Source text:
↓↓↓

Well, let us put all that to the test. The first 100 items in his collection are now up online. I have been charged by The Quietus with the task of venturing into the giant, holy sphincter of retention that is the Peel archive (go and see it here. To venture where few, if any of those who have applauded this online initiative are likely to venture themselves, on the feeble grounds that they’ve got lives to lead and so forth.

The records have not, contrary to the expectations of some, been digitalised, so I am must seek them out in my own record collection, on Spotify, on YouTube, by whatever means necessary. (Actually, unless listed otherwise, you can take it that I found these on the ever-expanding omniverse that is YouTube) Yes, over 24 hours, I’m going to listen to the first 100. All of them. I’m going in. I may be some time. Sleep can wait, food can wait, ditto bodily functions. Wish me well.

The A’s – The A’s

Waiving the floating apostrophe, the skinny yellow tie is the giveaway – like a latterday Arthur Negus I can date The A’s to 1979. Philadephia based, the moroseness of their Comsat Angels-type power pop is punctuated by silvery stabs of keyboard. Proof, perhaps, that John Peel would no more throw out an album than he would drown a puppy?

A.A.A.K – Buildingscapebeat

Mancunian purveyors of Electronic Body Music in a Nitzer Ebb stylee from the late 80s. Could have been called ‘We’ve Got A Synthesizer And We’re Going To Use It When We Figure How’. ‘What Are We Here For?’, one track is entitled. It is hard to say.

A+P – A+P

More sociologically than musically interesting punk from Munich, with some nifty, spongey guitars and a willingness, on tracks like ‘Dachau’ to face head on subject matter that was avoided in the subliminal instrumentalism of Krautrock. A poignant moment at its abrupt fadeout, as you imagine JP’s dulcet, deadpan tones announcing, "A+P there."

ABC – The Lexicon Of Love / Beauty Stab / How To Be A Zillionaire

Heartening that Peel held onto his copy of The Lexicon Of Love, an album of such climactic pop perfection that it seemed to mark the End Of Pop Time, precluding the need for any follow-ups. When Martin Fry said "I’m a punk and always will be", Peel undoubtedly understood. Follow it up they did, however, and, with typically obdurate loyalty, Peel holds fast to their rather more mixed and less revisited follow-up efforts.

AB Draconis – ‘Demo’

My first failure. I can unearth nothing on this. Shall I turn back? Give up? A Google search reveals only an unrelated item from Astronomy News. The sleeve reveals it was manufactured in Newcastle Upon Tyne, while typed notes speak tantalisingly of tracks with titles such as ‘The Strangely Moving Circus Of Dr Mandelbaum’ and ‘The Burning Bush (Has Caught Alight Again)’. Perhaps this is one of those records which are better imagined than heard, however. Shall I turn back? Not before I’ve even reached ‘Aardvark’ – the shame, like a Marathon dropped out of after 80 yards, would be too great.

↑↑↑

Dataset content:
↓↓↓

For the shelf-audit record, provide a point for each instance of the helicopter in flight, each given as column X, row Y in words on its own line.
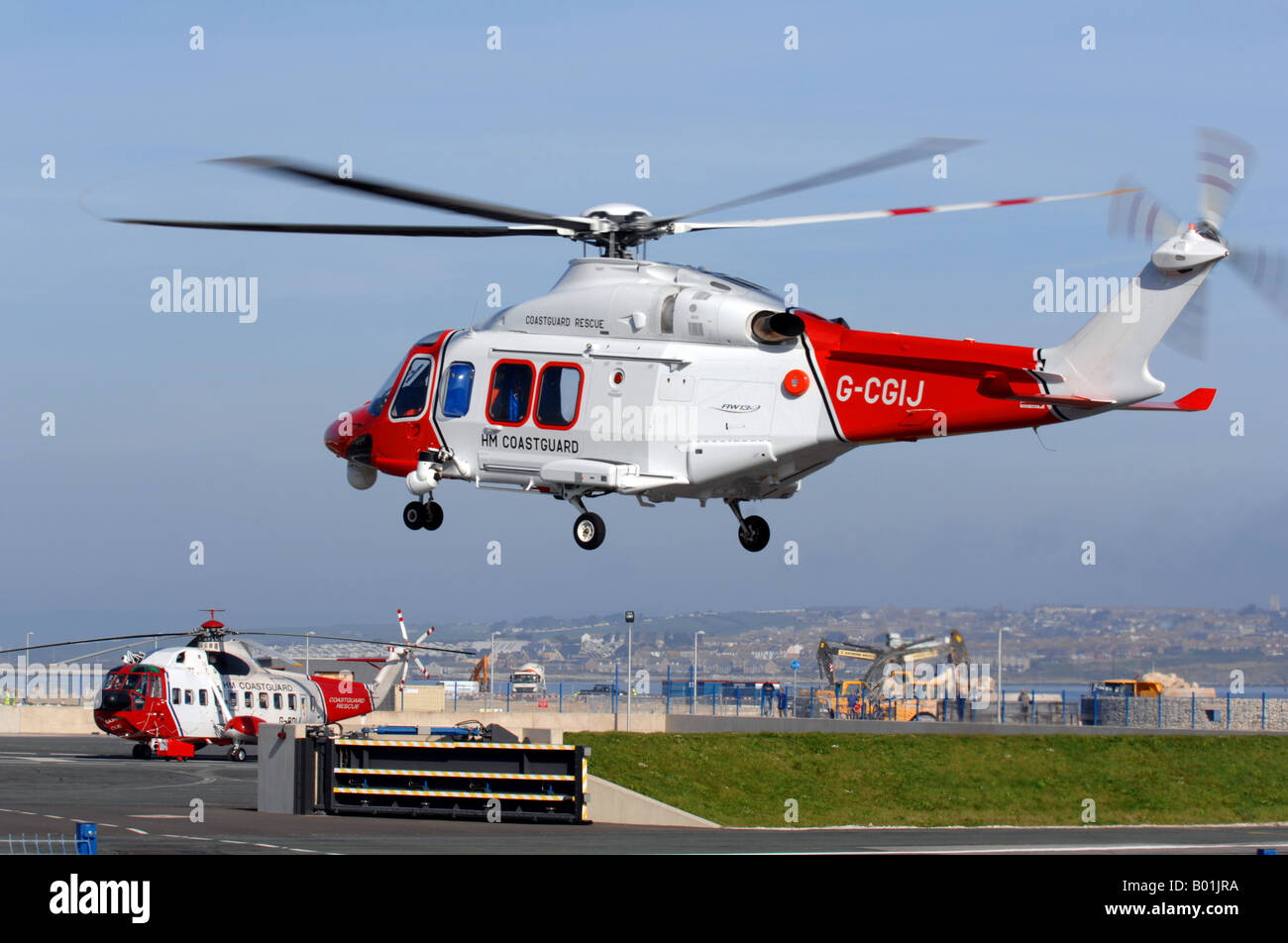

↑↑↑

Request:
Answer these questions using the piece on the Peel archive above:
1. To what year does the writer date The A's?
2. From which city does the punk band A+P come?
3. According to its sleeve, where was the AB Draconis demo manufactured?

Solution for this task:
1. 1979
2. Munich
3. Newcastle Upon Tyne